*Task to carry out*:
From the first line to the last, set down the data exactly as given.

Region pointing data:

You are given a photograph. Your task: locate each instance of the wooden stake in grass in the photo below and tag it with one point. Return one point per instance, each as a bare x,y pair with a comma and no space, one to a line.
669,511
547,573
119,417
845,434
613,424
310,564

*Solution for this exercise*:
You are given a photograph. Your task: locate each instance of the wooden stake in grass in the photo below and tag it with one point. Return one point per instance, each as a bare x,y pair with a comma and no space, one to a line.
669,511
547,573
119,417
845,434
613,424
310,564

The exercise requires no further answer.